---- TEXT PASSAGE
As a consequence of technological development, the music halls are replaced by TV studios, which now employ just 100,000 workers. All of this output is traded with department A in place of the former music hall entertainment. So 100,000 workers in department B now produce the same £1 billion value as formerly one million workers produced. The complex labour of these workers now has 10 times the value of their predecessors. In fact, because the TV studios would likely require less constant capital than all of the music halls, the rate of profit would rise. It would certainly rise if department B workers obtained a smaller share of the higher value they now produce. But a look at any advanced economy shows that this kind of development is characteristic.

As for Apple and Microsoft, 90% of the value of Apple products is generated in the US, not in China or other manufacturing locations. But for the rate of profit to fall Nick needed to have shown that workers were replaced by constant capital. Instead he points to the employment of large numbers of workers! The materials that go into an iPhone are minor compared to the materials that went into a 1980s phone, let alone all of the other devices it now replaces. In terms of Microsoft, very little of its product, other than for hardware, requires even a physical production process. Even the churning out of CDs and DVDs has been replaced by downloadable versions of the software.

With all of this uncertainty, it’s no wonder that Nick is confused about the role of the rate of profit, and its relation to crises. None of the estimates of the rate of profit are accurate, because they miss out the most important element of the value of output: circulating constant capital. Moreover, as I’ve demonstrated recently (http://boffyblog.blogspot.co.uk/2013/07/the-rates-of-profit-interest-and_12.html), if you adjust even the US ‘rate of profit’ for the effect of productivity on the rate of capital turnover today, you obtain three times the unadjusted rate compared to 1950.

Those that argue that the rate of profit has not risen have to explain where all the capital came from that created massive new economies in China and elsewhere, that created whole new industries around new technology and communications, and yet at the same time had sufficient surplus value left over to produce huge money hoards on corporate balance sheets, in sovereign wealth funds, and which has driven global interest rates ever downwards for the last 30 years.

If Nick wants a clue as to how that happens, he should read Engels’ description of the 1847 crisis (www.marxists.org/archive/marx/works/1894-c3/ch25.htm), which occurred under pretty identical conditions of huge prosperity, and sharply higher rates and volumes of profit. What was the cause of the crisis that broke out with this rising rate of profit? Crop failures in England and Ireland, and mistaken bank legislation that caused a credit crunch.

Cursory
Cursory

Kafkaland

Organisations are usually a mix of being norm-bound or rule-bound. One advantage of rules is transparency - everyone can see what they are. New organisations, like mine, the International Socialist Network, set up in mid-March, have few rules, and most norms are tacit, as we have had hardly any political discussions from which a political culture can emerge.

So it came as quite a shock when I was suspended on Monday July 22. I had exercised my responsibility as a socialist to speak my mind, and in posts on the ISN website (July 19-21) warned of what I saw as unnecessary centralising moves within the ISN, violating our implicit values of transparency of proceedings, accountability of office-holders, and the widest participation in decision-making.

So much for the ISN’s pluralism. So much for scrutinising decision-makers. So much for transparency and accountability. I haven’t even been told what I am supposed to have done, what I am supposed to have violated, how long my suspension is for, and whether I can appeal and to whom. ISN land becomes Kafkaland.
--------
WHAT THE TASK REQUIRES
Quote the passage between "So it came as" and "participation in decision-making.", inclusive. Only the passage itself should be used.
---- RECORDS SUPPLIED
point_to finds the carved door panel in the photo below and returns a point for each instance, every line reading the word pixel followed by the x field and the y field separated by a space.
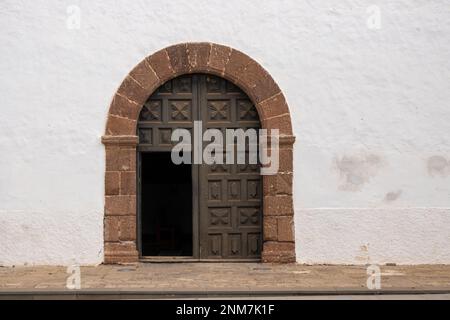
pixel 227 198
pixel 230 194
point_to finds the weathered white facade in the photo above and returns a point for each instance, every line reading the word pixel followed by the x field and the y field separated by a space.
pixel 367 83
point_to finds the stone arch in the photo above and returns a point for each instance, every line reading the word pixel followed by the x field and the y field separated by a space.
pixel 120 141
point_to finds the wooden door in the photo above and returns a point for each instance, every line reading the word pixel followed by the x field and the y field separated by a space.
pixel 227 198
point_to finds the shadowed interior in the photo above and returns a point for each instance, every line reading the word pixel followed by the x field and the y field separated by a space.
pixel 166 200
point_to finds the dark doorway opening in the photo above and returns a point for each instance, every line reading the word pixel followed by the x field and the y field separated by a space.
pixel 166 206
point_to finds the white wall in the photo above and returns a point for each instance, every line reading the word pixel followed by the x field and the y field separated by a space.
pixel 371 112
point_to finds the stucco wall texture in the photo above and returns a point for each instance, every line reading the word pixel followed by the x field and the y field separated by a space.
pixel 370 105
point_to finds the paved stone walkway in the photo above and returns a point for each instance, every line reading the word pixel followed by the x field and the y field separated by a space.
pixel 226 276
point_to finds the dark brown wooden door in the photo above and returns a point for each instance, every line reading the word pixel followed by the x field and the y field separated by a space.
pixel 227 198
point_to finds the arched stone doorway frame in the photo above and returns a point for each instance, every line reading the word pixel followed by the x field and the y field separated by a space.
pixel 120 142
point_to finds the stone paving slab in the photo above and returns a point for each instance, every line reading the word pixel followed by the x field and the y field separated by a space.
pixel 214 277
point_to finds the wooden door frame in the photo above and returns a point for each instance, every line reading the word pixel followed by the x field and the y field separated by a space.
pixel 120 140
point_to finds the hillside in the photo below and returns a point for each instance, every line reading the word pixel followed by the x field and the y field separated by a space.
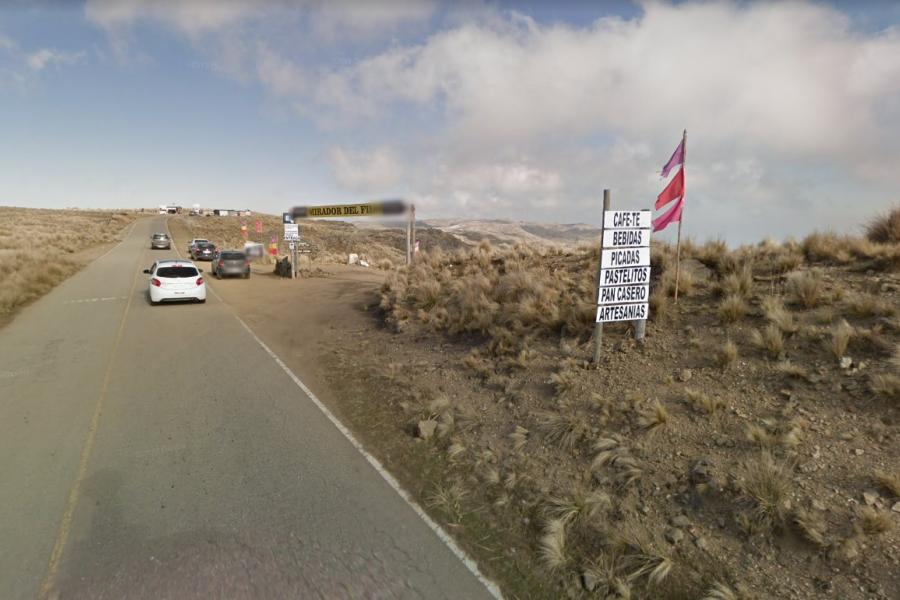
pixel 748 449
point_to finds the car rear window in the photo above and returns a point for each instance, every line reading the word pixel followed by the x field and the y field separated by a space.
pixel 176 272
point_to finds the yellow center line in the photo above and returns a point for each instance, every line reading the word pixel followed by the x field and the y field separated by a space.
pixel 65 526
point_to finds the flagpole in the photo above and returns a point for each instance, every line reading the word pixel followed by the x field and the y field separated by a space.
pixel 681 216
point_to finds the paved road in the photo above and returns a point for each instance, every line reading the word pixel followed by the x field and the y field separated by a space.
pixel 159 452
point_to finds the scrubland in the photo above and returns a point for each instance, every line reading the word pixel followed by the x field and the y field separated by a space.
pixel 749 448
pixel 40 248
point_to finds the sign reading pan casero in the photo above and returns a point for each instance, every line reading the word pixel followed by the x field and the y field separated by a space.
pixel 368 209
pixel 624 285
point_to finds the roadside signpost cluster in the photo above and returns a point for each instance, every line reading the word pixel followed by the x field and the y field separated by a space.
pixel 623 275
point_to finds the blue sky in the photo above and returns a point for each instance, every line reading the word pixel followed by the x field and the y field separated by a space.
pixel 517 110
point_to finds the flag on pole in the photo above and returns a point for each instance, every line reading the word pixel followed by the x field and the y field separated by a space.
pixel 673 191
pixel 672 216
pixel 677 159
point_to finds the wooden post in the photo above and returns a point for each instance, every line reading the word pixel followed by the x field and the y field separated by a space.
pixel 680 218
pixel 412 209
pixel 598 327
pixel 409 238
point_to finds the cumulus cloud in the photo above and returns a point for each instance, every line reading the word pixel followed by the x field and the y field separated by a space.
pixel 372 171
pixel 38 61
pixel 788 105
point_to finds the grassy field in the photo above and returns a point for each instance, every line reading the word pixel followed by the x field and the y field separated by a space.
pixel 748 449
pixel 40 248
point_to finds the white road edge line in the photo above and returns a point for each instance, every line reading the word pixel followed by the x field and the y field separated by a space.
pixel 448 541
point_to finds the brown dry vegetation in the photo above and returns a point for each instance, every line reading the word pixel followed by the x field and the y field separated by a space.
pixel 726 457
pixel 40 248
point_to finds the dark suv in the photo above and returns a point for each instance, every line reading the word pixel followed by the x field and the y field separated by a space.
pixel 160 241
pixel 203 251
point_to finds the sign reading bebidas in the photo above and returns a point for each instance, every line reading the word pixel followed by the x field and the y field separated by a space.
pixel 624 266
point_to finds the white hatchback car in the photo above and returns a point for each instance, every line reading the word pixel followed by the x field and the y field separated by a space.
pixel 172 280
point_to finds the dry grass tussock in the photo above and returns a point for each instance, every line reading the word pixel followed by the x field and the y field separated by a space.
pixel 27 273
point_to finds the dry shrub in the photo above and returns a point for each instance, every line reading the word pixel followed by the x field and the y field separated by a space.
pixel 766 485
pixel 841 333
pixel 806 287
pixel 885 229
pixel 553 548
pixel 733 308
pixel 769 339
pixel 727 355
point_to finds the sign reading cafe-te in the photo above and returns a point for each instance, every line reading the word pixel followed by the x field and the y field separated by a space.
pixel 624 266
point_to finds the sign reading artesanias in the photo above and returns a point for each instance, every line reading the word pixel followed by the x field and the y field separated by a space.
pixel 367 209
pixel 624 266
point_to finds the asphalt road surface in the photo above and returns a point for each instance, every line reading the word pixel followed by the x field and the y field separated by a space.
pixel 160 452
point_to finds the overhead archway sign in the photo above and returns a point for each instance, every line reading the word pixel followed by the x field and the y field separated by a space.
pixel 368 209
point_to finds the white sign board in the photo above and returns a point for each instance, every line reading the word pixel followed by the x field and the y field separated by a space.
pixel 627 257
pixel 623 293
pixel 626 276
pixel 622 312
pixel 627 219
pixel 626 238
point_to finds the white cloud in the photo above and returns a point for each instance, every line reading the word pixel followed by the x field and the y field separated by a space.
pixel 373 171
pixel 39 60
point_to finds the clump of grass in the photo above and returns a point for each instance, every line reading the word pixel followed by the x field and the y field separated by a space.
pixel 889 482
pixel 733 308
pixel 885 229
pixel 769 339
pixel 766 485
pixel 449 500
pixel 806 287
pixel 727 355
pixel 519 437
pixel 553 548
pixel 654 417
pixel 565 427
pixel 701 402
pixel 841 333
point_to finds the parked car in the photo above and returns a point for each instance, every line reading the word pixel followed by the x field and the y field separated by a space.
pixel 203 251
pixel 175 280
pixel 160 241
pixel 231 262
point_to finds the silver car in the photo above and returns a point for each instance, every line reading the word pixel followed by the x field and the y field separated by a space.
pixel 231 262
pixel 160 241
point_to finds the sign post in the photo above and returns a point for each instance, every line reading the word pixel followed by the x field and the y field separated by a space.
pixel 623 277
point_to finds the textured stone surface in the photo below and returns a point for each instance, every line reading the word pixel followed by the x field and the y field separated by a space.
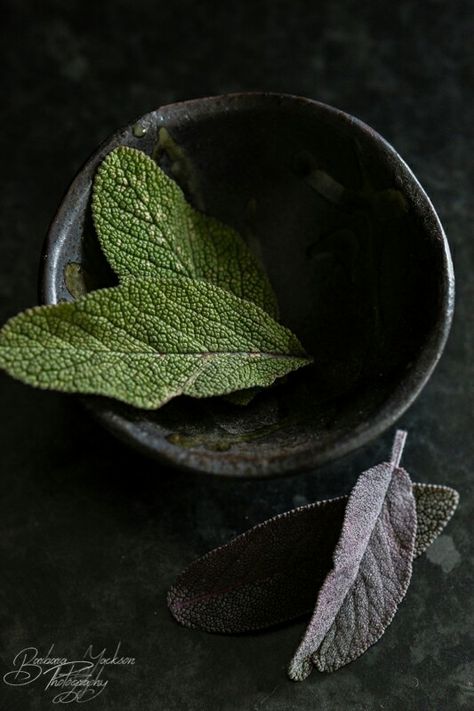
pixel 91 534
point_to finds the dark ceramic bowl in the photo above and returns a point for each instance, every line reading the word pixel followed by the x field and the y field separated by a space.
pixel 354 250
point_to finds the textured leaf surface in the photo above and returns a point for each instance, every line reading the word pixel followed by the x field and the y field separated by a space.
pixel 144 224
pixel 371 572
pixel 272 572
pixel 148 340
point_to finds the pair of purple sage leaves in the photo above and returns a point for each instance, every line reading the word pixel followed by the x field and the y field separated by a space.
pixel 347 559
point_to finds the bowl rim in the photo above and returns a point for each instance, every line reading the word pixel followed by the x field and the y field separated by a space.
pixel 308 457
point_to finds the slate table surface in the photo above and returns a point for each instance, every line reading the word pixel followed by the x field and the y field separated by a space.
pixel 92 534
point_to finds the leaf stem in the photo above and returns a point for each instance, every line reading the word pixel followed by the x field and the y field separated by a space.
pixel 398 447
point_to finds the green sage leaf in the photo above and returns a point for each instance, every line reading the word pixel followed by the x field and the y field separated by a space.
pixel 145 225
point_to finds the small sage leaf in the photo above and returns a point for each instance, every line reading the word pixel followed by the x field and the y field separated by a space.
pixel 145 225
pixel 149 340
pixel 272 572
pixel 372 566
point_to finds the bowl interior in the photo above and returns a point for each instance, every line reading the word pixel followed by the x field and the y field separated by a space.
pixel 352 247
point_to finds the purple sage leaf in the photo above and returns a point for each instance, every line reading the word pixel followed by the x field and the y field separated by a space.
pixel 272 572
pixel 371 571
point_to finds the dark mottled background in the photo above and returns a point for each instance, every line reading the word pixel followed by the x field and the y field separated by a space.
pixel 91 533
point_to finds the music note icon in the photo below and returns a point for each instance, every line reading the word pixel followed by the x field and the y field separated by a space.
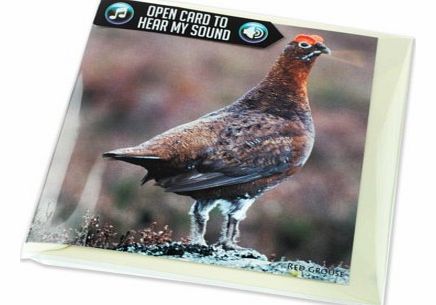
pixel 119 13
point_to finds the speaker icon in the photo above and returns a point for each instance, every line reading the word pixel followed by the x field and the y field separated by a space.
pixel 253 32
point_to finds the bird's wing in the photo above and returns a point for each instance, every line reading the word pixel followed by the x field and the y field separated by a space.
pixel 235 164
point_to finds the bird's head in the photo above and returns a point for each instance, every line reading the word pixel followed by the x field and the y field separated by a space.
pixel 306 48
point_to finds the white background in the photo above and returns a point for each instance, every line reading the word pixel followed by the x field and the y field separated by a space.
pixel 41 45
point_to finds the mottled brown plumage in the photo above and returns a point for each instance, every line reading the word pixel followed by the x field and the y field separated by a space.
pixel 231 156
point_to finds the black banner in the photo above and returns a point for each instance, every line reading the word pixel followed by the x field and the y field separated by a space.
pixel 184 22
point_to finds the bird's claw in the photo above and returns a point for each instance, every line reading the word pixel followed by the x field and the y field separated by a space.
pixel 228 245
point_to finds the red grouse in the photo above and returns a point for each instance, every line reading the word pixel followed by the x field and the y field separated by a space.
pixel 231 156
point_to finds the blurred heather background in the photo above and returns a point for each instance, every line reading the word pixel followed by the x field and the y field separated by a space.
pixel 137 85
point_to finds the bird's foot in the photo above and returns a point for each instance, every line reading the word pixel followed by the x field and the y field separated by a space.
pixel 198 242
pixel 229 245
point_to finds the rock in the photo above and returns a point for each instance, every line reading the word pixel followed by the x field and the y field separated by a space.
pixel 249 259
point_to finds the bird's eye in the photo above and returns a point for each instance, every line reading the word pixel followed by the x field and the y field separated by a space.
pixel 304 45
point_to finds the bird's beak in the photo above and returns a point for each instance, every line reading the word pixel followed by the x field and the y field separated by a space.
pixel 323 48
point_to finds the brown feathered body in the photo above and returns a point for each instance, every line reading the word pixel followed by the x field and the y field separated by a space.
pixel 241 150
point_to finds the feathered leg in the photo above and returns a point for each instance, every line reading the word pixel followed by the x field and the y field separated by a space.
pixel 199 216
pixel 233 212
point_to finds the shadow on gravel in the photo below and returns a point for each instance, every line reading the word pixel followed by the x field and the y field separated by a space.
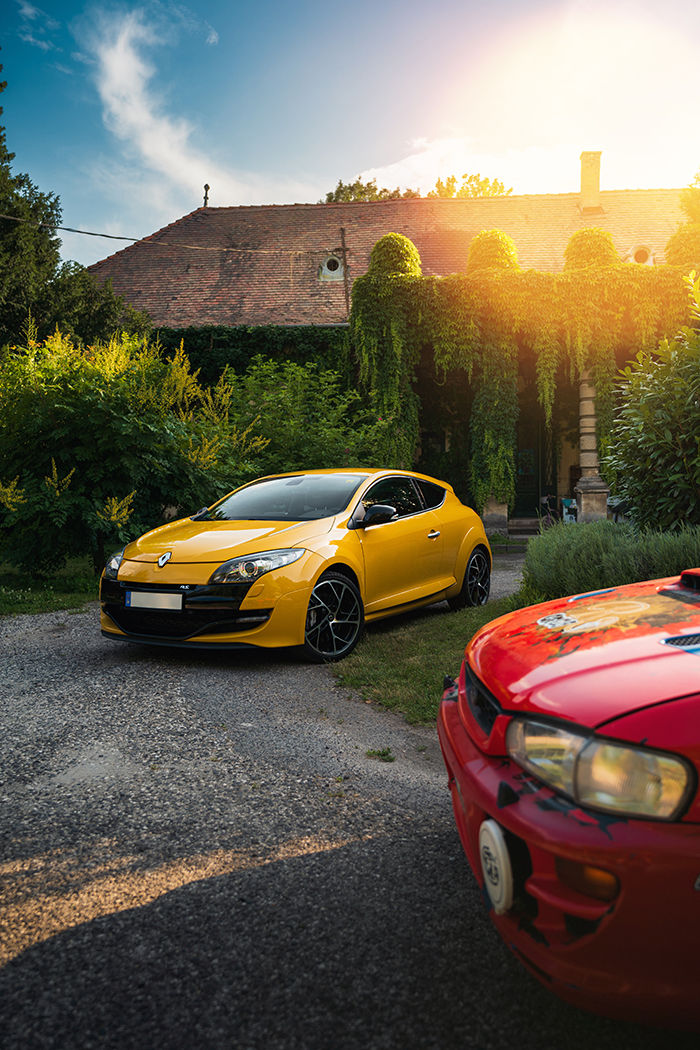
pixel 344 949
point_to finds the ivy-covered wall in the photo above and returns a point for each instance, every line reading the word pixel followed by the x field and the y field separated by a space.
pixel 482 326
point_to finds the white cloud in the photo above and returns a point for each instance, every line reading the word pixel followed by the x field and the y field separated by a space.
pixel 162 142
pixel 36 25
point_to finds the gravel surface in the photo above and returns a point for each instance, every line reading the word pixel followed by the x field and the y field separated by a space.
pixel 197 852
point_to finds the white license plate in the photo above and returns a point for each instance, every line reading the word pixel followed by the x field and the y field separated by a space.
pixel 152 600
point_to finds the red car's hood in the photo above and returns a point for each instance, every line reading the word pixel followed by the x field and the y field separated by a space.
pixel 596 656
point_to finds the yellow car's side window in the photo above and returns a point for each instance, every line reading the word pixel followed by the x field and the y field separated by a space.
pixel 399 492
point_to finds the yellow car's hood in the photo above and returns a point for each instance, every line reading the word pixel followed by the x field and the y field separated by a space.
pixel 217 541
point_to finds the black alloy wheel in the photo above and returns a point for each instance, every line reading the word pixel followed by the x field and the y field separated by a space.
pixel 476 582
pixel 334 618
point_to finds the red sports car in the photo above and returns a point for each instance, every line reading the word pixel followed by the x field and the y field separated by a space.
pixel 572 743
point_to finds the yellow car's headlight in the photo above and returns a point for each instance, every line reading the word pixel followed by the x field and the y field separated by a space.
pixel 250 567
pixel 602 774
pixel 113 562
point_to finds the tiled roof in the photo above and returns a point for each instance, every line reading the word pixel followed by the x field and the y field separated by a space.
pixel 199 270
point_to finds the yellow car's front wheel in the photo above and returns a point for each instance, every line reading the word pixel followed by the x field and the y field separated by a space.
pixel 334 618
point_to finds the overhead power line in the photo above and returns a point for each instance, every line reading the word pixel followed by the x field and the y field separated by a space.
pixel 172 244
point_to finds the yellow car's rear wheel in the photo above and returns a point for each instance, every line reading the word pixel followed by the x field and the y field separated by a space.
pixel 335 618
pixel 476 582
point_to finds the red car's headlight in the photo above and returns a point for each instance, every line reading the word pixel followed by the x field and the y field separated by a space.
pixel 602 774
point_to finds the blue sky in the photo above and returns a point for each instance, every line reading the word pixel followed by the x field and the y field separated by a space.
pixel 125 110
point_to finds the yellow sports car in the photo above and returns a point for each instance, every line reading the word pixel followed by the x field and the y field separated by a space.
pixel 298 560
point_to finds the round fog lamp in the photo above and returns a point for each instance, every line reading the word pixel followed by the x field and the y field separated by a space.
pixel 495 866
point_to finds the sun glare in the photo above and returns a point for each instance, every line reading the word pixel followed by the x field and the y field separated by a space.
pixel 586 78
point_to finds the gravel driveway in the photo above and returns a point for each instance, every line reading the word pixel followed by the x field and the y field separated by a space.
pixel 197 852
--------
SOLUTION FOR THIS PROBLEM
So it came as quite a shock when I was suspended on Monday July 22. I had exercised my responsibility as a socialist to speak my mind, and in posts on the ISN website (July 19-21) warned of what I saw as unnecessary centralising moves within the ISN, violating our implicit values of transparency of proceedings, accountability of office-holders, and the widest participation in decision-making.